● **PROMPT**
Return every line of the records that contains the string "turbolet", matching case exactly.

● **DATA SHOWN**
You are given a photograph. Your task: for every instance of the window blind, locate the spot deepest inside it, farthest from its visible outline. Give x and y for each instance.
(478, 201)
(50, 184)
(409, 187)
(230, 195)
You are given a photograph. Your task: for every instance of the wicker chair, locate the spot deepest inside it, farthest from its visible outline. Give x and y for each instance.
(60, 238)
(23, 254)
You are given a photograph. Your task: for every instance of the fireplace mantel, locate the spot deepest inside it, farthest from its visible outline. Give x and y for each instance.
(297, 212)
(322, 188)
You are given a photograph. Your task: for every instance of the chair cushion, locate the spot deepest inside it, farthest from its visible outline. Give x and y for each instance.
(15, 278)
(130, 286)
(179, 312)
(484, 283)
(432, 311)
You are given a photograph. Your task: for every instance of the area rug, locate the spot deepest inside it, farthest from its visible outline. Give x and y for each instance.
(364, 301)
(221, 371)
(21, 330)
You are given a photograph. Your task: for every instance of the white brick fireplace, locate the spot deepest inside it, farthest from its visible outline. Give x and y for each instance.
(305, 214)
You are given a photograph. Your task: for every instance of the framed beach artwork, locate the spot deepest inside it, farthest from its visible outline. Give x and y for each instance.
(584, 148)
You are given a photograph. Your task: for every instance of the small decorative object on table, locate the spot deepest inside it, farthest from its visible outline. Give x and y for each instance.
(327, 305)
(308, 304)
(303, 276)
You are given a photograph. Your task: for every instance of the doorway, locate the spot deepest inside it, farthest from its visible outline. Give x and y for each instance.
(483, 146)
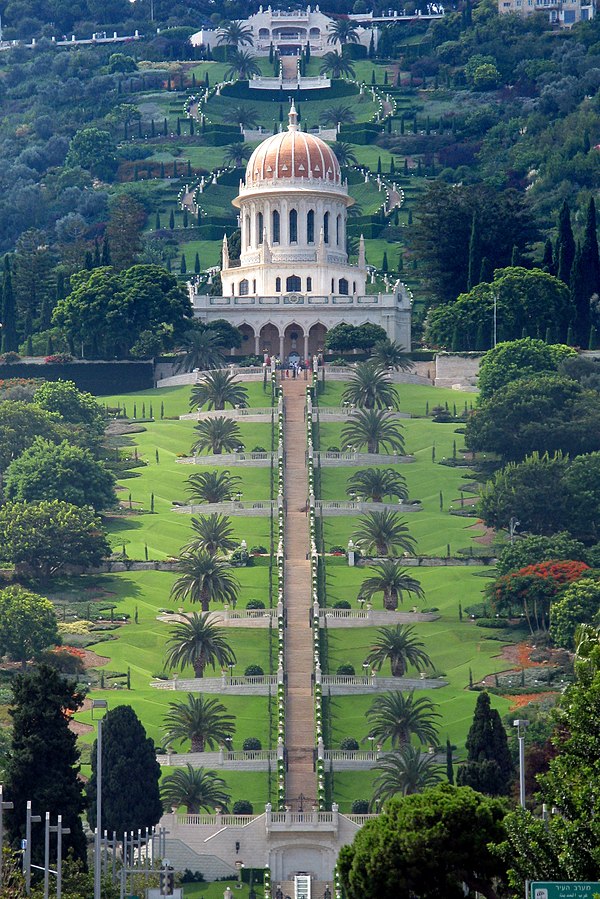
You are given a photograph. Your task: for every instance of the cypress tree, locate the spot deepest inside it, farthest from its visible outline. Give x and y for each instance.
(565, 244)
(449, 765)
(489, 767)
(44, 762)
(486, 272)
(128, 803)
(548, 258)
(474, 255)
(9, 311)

...

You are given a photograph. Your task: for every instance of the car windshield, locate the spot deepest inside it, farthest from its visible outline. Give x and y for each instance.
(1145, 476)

--

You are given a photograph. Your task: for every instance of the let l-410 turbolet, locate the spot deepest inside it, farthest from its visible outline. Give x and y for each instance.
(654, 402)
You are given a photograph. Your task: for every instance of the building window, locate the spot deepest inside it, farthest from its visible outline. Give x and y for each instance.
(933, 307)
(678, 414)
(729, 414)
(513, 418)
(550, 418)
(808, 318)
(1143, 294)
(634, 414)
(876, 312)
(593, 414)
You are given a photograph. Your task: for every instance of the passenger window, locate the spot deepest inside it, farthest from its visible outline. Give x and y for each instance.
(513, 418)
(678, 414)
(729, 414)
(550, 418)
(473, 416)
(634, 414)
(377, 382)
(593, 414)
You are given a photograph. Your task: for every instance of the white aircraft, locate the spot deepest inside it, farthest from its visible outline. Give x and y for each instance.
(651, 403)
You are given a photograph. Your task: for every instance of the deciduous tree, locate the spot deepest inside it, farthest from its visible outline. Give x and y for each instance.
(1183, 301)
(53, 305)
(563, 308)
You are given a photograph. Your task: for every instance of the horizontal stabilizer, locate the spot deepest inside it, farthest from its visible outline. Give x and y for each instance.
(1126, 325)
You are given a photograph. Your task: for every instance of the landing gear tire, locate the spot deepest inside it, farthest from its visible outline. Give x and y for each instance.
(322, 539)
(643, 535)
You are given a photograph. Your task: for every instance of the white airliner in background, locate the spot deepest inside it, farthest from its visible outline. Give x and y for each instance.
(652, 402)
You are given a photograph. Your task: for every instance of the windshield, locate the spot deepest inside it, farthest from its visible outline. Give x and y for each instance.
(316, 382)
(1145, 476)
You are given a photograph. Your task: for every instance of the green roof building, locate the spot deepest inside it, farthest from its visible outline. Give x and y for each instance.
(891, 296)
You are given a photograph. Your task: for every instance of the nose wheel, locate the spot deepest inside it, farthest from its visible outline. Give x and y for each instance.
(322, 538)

● **EXERCISE OUTPUT**
You are given a photograph. Your task: for every instance of the let l-410 turbolet, locate the spot deepest inside it, farthest from its visible outline. Give x and y for each instance.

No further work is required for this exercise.